= What you need to do =
Copy exactly the last part of the entries, starting from the line with "metal post in the photo above." and including the final line.

= Supplied material =
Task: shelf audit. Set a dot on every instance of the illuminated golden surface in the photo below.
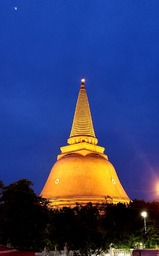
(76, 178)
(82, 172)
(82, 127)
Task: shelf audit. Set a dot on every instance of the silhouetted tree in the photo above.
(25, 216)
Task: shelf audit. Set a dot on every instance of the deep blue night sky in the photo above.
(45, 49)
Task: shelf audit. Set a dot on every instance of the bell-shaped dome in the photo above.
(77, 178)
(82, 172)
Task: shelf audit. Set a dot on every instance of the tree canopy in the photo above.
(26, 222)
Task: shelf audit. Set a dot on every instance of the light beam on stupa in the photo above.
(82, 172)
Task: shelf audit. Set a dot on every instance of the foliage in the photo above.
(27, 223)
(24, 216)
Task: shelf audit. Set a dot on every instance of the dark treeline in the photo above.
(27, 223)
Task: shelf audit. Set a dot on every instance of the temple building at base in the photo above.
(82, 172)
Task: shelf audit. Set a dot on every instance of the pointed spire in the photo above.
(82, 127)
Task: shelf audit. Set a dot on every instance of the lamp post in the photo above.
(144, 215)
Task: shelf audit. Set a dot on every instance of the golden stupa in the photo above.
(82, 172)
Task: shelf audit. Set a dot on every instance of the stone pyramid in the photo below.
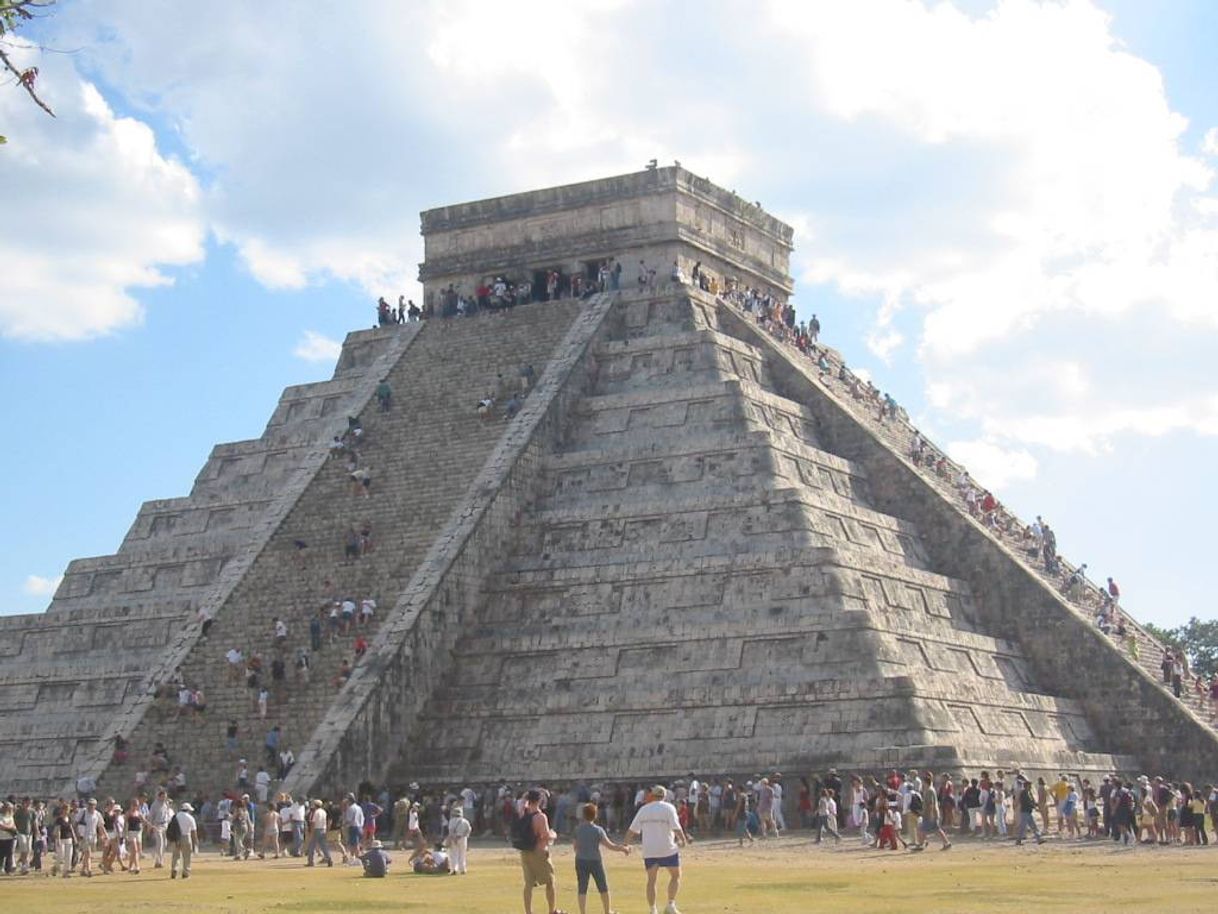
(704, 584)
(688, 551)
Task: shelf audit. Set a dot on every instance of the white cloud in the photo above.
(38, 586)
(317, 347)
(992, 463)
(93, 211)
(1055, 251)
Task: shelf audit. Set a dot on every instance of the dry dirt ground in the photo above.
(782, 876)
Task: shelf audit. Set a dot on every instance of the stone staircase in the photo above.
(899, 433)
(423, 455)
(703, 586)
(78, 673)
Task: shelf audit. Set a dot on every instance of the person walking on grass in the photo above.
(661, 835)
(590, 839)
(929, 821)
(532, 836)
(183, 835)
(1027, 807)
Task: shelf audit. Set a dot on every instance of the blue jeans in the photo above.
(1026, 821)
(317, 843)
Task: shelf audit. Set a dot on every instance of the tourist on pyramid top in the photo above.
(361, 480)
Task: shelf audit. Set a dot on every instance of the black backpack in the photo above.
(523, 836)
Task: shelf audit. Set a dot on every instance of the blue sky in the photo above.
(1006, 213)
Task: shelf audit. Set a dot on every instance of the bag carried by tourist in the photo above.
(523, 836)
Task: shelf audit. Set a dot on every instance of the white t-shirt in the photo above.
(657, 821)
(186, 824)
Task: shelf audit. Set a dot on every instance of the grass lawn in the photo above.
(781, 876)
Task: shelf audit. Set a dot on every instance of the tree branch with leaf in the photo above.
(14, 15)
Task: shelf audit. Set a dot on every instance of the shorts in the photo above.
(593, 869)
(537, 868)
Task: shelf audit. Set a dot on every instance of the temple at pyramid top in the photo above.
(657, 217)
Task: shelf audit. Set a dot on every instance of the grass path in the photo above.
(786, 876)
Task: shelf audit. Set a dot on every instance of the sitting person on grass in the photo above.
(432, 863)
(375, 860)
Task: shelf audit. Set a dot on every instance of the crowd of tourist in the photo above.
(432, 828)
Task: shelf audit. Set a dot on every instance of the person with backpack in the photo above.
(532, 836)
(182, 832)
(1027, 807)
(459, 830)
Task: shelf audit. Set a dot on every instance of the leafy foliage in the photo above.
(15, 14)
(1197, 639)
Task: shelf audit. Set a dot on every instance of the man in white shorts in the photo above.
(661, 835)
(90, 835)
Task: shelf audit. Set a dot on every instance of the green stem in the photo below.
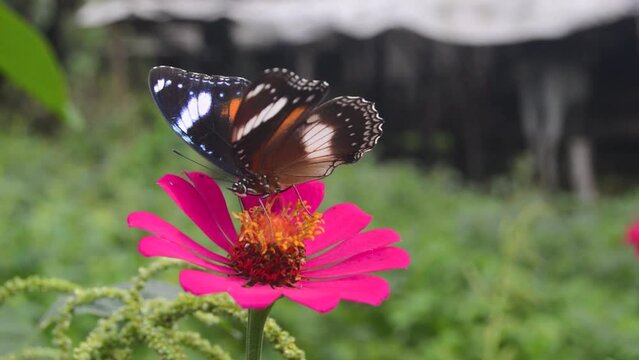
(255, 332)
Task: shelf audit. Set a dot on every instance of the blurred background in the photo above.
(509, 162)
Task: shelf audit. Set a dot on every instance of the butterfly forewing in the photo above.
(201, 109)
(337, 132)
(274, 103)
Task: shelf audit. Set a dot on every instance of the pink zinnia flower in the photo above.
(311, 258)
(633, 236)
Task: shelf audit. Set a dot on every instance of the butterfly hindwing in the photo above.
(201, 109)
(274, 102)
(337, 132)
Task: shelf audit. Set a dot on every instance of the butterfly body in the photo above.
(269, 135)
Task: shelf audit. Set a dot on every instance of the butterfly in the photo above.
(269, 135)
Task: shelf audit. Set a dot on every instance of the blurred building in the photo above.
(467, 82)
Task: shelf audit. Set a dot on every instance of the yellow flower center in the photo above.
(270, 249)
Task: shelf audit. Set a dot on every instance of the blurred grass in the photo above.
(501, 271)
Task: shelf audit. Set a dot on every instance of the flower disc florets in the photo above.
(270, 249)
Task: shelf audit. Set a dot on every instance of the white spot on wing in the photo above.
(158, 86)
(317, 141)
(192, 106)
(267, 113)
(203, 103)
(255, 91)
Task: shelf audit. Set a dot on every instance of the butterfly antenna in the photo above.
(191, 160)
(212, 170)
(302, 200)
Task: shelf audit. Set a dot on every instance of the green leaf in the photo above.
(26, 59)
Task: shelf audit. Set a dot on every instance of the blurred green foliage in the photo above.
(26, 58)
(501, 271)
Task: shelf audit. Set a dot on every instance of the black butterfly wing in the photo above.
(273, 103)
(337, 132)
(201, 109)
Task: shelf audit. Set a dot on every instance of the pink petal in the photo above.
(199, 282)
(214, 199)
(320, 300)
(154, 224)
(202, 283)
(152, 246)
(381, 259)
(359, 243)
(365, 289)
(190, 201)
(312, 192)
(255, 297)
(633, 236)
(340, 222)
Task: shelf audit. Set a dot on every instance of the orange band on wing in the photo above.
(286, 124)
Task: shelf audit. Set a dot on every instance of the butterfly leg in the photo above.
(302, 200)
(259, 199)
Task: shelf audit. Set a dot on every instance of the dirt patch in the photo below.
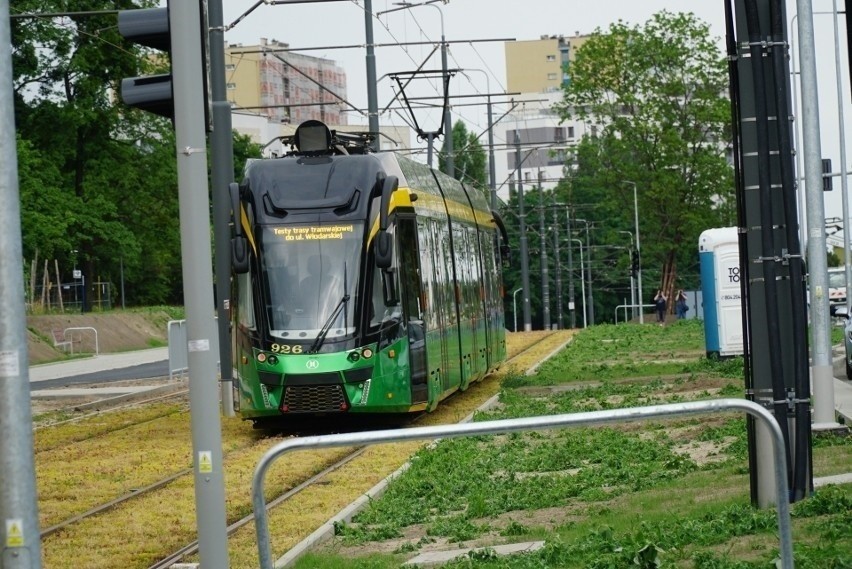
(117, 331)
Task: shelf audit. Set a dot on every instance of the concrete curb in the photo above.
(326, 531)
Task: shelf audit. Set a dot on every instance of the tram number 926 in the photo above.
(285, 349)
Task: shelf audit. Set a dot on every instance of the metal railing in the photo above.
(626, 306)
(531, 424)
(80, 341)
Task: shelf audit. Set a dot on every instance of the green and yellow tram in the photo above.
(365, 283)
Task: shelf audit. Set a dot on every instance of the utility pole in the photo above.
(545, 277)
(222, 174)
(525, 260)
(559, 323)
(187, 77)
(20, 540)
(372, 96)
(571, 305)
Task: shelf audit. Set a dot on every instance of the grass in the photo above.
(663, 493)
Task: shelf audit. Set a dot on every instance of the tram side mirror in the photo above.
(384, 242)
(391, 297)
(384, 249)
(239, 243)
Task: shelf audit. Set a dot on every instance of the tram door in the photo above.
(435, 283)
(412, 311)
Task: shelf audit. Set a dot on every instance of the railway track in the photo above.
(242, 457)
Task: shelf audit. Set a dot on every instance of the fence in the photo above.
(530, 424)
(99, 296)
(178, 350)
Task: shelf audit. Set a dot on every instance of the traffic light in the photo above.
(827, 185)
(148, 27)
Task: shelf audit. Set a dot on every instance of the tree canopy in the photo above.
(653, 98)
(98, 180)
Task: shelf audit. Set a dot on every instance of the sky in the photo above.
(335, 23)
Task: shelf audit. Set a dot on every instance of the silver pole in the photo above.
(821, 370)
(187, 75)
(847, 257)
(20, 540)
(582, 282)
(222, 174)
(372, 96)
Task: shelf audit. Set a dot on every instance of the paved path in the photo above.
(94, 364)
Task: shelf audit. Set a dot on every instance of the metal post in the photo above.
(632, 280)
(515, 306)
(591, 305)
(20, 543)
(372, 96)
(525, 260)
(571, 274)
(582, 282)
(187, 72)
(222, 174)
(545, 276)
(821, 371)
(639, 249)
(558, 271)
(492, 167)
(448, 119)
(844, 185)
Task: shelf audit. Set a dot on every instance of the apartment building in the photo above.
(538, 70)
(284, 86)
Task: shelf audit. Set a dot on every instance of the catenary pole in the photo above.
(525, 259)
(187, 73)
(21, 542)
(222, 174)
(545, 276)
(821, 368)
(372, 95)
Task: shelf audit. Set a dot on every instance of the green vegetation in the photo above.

= Result =
Task: shelf audit. Set a dot on every instance of the metal post in the photo above.
(632, 280)
(515, 306)
(591, 305)
(20, 543)
(372, 96)
(525, 260)
(571, 274)
(582, 282)
(187, 72)
(222, 174)
(545, 276)
(821, 371)
(639, 249)
(558, 271)
(492, 167)
(448, 119)
(844, 185)
Task: shelf audit. Set a dot on every instance of the apartment building in the photo above.
(538, 70)
(284, 86)
Task: shelf audit. Set a dot on every instance of the catenary pole in the photo above.
(525, 259)
(187, 73)
(21, 542)
(222, 174)
(545, 276)
(821, 368)
(372, 95)
Task: shelf audit. Set a dot on every instance of the green vegetation in the photo above.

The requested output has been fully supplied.